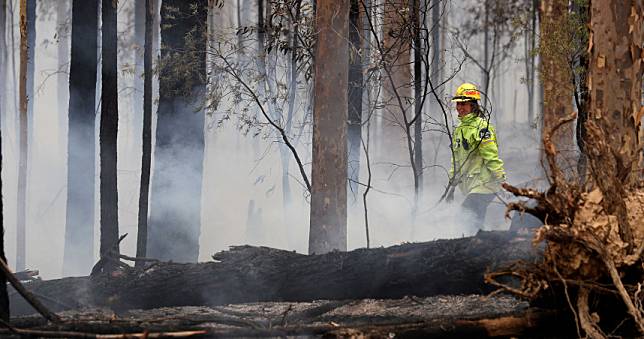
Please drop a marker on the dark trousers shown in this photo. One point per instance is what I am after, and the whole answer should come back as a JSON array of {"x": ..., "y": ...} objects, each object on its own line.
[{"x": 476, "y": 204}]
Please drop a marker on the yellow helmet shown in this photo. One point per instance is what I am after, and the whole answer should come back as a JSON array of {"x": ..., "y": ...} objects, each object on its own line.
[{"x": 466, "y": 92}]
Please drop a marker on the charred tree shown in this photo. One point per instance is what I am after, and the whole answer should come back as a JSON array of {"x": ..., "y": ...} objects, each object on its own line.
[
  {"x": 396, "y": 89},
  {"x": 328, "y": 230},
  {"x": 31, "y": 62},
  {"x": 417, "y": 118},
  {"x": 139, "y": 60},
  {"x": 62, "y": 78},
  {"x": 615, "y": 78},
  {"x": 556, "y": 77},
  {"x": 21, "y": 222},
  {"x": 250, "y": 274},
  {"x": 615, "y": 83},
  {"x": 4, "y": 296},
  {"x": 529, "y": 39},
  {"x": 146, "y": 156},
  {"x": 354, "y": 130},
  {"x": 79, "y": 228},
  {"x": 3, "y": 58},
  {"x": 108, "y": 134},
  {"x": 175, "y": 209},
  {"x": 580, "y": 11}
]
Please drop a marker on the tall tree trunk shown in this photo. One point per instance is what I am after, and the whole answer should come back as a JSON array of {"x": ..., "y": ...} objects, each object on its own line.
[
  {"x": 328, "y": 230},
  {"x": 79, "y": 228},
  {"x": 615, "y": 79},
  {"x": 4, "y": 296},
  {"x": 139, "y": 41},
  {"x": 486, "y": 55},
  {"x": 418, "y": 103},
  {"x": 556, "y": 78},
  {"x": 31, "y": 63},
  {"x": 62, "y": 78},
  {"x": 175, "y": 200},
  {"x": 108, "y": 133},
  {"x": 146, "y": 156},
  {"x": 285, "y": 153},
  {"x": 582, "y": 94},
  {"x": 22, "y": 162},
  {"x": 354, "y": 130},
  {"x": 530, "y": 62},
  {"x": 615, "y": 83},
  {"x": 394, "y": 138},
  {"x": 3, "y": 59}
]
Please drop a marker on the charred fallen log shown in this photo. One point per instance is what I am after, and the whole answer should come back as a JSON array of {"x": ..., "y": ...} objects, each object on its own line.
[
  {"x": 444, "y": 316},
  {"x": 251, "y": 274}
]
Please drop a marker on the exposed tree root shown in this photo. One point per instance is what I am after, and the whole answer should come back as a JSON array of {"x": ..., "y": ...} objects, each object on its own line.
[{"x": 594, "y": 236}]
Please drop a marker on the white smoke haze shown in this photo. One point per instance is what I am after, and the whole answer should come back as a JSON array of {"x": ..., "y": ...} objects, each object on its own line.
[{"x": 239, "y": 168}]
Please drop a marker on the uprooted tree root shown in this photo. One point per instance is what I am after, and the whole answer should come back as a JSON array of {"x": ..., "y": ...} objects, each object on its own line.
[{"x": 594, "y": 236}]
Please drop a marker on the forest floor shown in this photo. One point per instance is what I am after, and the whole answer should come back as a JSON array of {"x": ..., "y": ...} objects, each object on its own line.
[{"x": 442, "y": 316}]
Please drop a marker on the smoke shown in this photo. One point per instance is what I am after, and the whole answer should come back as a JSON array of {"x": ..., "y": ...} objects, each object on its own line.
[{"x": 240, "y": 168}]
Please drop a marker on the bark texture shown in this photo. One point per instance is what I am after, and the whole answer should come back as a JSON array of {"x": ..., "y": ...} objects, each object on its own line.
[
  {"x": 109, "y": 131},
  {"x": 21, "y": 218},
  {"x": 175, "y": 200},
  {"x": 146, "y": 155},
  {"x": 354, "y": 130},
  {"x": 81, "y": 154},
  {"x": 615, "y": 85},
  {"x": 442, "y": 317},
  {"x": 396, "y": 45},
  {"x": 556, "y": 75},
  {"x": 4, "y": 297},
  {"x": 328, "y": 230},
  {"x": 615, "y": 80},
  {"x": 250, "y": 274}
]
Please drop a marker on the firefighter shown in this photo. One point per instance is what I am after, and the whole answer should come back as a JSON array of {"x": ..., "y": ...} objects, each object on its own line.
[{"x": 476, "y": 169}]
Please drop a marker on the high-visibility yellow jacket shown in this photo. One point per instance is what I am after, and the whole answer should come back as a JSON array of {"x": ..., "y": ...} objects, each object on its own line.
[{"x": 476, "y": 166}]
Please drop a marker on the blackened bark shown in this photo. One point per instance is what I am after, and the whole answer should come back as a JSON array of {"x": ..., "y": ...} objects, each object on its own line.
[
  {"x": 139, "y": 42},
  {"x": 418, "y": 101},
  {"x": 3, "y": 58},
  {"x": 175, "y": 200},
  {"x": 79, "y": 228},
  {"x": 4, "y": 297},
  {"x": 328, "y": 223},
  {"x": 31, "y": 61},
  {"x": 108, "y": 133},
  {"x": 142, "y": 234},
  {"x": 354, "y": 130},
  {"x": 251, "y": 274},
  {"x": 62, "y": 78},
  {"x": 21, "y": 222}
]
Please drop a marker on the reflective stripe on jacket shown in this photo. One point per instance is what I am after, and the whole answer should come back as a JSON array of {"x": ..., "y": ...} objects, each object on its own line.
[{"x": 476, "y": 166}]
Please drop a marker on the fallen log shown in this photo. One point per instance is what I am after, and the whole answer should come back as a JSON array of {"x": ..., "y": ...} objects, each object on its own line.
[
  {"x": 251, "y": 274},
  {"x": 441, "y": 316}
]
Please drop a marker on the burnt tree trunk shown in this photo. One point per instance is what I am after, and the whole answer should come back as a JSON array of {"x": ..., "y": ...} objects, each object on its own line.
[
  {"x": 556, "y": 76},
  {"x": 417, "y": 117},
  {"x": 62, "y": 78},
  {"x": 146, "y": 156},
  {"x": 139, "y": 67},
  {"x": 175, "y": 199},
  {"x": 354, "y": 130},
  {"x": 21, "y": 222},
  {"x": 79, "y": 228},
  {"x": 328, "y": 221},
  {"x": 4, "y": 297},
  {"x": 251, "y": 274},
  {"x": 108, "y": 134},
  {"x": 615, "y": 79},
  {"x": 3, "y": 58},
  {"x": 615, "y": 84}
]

→ **What is expected**
Return the data exactly. Pictures stay out.

→ **Exercise result**
Please drop a marker on the dark trousers shown in this photo. One point per instance is what I am after, and the whole answer should come back as a JSON array of {"x": ..., "y": ...} objects, each object on its own line.
[{"x": 476, "y": 204}]
Please drop a marker on the yellow helmet shown in this photo. One point per instance is what I am after, and the whole answer should come back as a JSON array of {"x": ..., "y": ...} objects, each object on its own line.
[{"x": 466, "y": 92}]
Please drop a marker on the charred tree shown in this photo. One point per instance is what I am after, and the whole answer should come back as a JSON array of {"x": ..., "y": ...} objects, each object on its own line.
[
  {"x": 396, "y": 89},
  {"x": 328, "y": 230},
  {"x": 31, "y": 62},
  {"x": 417, "y": 118},
  {"x": 139, "y": 60},
  {"x": 62, "y": 78},
  {"x": 615, "y": 78},
  {"x": 556, "y": 77},
  {"x": 21, "y": 222},
  {"x": 250, "y": 274},
  {"x": 615, "y": 83},
  {"x": 4, "y": 296},
  {"x": 529, "y": 39},
  {"x": 146, "y": 156},
  {"x": 354, "y": 130},
  {"x": 79, "y": 228},
  {"x": 3, "y": 58},
  {"x": 108, "y": 134},
  {"x": 175, "y": 209},
  {"x": 580, "y": 11}
]
Please drop a marker on the tall tree trunk shown in this photo. One point per instance is what I am after, and the whole answer should come back as a JSON array of {"x": ..., "y": ...} objects, each object on its own line.
[
  {"x": 328, "y": 230},
  {"x": 79, "y": 228},
  {"x": 615, "y": 79},
  {"x": 4, "y": 296},
  {"x": 139, "y": 41},
  {"x": 486, "y": 55},
  {"x": 418, "y": 103},
  {"x": 556, "y": 78},
  {"x": 31, "y": 63},
  {"x": 62, "y": 78},
  {"x": 175, "y": 200},
  {"x": 108, "y": 133},
  {"x": 146, "y": 156},
  {"x": 285, "y": 153},
  {"x": 582, "y": 94},
  {"x": 22, "y": 162},
  {"x": 354, "y": 130},
  {"x": 530, "y": 62},
  {"x": 615, "y": 83},
  {"x": 394, "y": 138},
  {"x": 3, "y": 59}
]
Please drop a marker on the charred fallen log shown in this photo. One point per instance is what I am after, and the whole answer should come back as a JSON array of {"x": ..., "y": ...} objects, each object on its own line.
[
  {"x": 444, "y": 316},
  {"x": 251, "y": 274}
]
Please drop a marker on the exposed tree root shown in this photo. One point per instance is what I am after, and the whole answer should come back as a JSON array of {"x": ..., "y": ...} objects, each object on its own line.
[{"x": 594, "y": 236}]
Please drop a marker on the white smoke haze shown in this photo. One point per instance is what I am after, and the whole answer should come back as a JSON array of {"x": ..., "y": ...} objects, each object on its own line.
[{"x": 239, "y": 168}]
Please drop a marker on the uprooted tree root shown in this photo. One point per instance is what I am after, and the whole answer should come back as a JSON array of {"x": ..., "y": ...} objects, each object on its own line.
[{"x": 594, "y": 236}]
Please drop a marker on the forest floor shown in this photo. One point per instance is what I am after, and the whole answer should come back as a JSON array of {"x": ..., "y": ...} objects, each object on its own line.
[{"x": 442, "y": 316}]
Please drop a marker on the smoke shown in this photo. One point per instance is what I am after, and the whole answer should come back as a JSON array of {"x": ..., "y": ...} objects, each object on its own line.
[{"x": 240, "y": 168}]
Please drop a marker on the bark texture shown in this photo. One point per instance is what I am after, and the whole answer should come back as a JSON array of {"x": ..., "y": ...} objects, each object on its own line.
[
  {"x": 109, "y": 131},
  {"x": 21, "y": 218},
  {"x": 175, "y": 200},
  {"x": 146, "y": 155},
  {"x": 354, "y": 130},
  {"x": 81, "y": 154},
  {"x": 615, "y": 85},
  {"x": 442, "y": 317},
  {"x": 396, "y": 45},
  {"x": 556, "y": 75},
  {"x": 4, "y": 297},
  {"x": 328, "y": 230},
  {"x": 615, "y": 80},
  {"x": 250, "y": 274}
]
Please drop a marker on the firefighter shown in this photo. One point per instance is what I am after, and the whole answer should come back as a JSON array of {"x": ..., "y": ...} objects, each object on its own line.
[{"x": 476, "y": 169}]
Please drop a marker on the high-visibility yellow jacket shown in this photo. One point per instance is what I am after, and the whole answer should come back as a JSON array of {"x": ..., "y": ...} objects, each object on its own line.
[{"x": 476, "y": 166}]
Please drop a marker on the blackened bark shown in this photo. One point per instance is what I am after, and the whole answer should come back as a JSON array of {"x": ..., "y": ...} objects, each object on its own line.
[
  {"x": 139, "y": 42},
  {"x": 418, "y": 101},
  {"x": 3, "y": 58},
  {"x": 175, "y": 200},
  {"x": 79, "y": 228},
  {"x": 4, "y": 297},
  {"x": 328, "y": 223},
  {"x": 31, "y": 61},
  {"x": 108, "y": 133},
  {"x": 142, "y": 234},
  {"x": 354, "y": 130},
  {"x": 251, "y": 274},
  {"x": 62, "y": 78},
  {"x": 21, "y": 222}
]
Please drop a marker on the reflective stripe on jacket shown in this photo. One point per instance is what I am after, and the whole answer should come back as a JSON array of {"x": ..., "y": ...} objects, each object on its own line.
[{"x": 476, "y": 166}]
Please drop a marker on the fallen log shown in this photo. One point per instance is what I am after, and the whole answer should come back as a JSON array of {"x": ..., "y": ...} objects, each object on its own line.
[
  {"x": 251, "y": 274},
  {"x": 441, "y": 316}
]
Please drop a marker on the burnt tree trunk shown in this photo. One point per instance is what I am after, and the whole answer should come back as a JSON array of {"x": ..., "y": ...} objects, each object on its own line.
[
  {"x": 556, "y": 76},
  {"x": 417, "y": 117},
  {"x": 62, "y": 78},
  {"x": 146, "y": 156},
  {"x": 139, "y": 67},
  {"x": 175, "y": 199},
  {"x": 354, "y": 130},
  {"x": 21, "y": 222},
  {"x": 79, "y": 228},
  {"x": 328, "y": 221},
  {"x": 4, "y": 297},
  {"x": 251, "y": 274},
  {"x": 108, "y": 134},
  {"x": 615, "y": 79},
  {"x": 3, "y": 58},
  {"x": 615, "y": 84}
]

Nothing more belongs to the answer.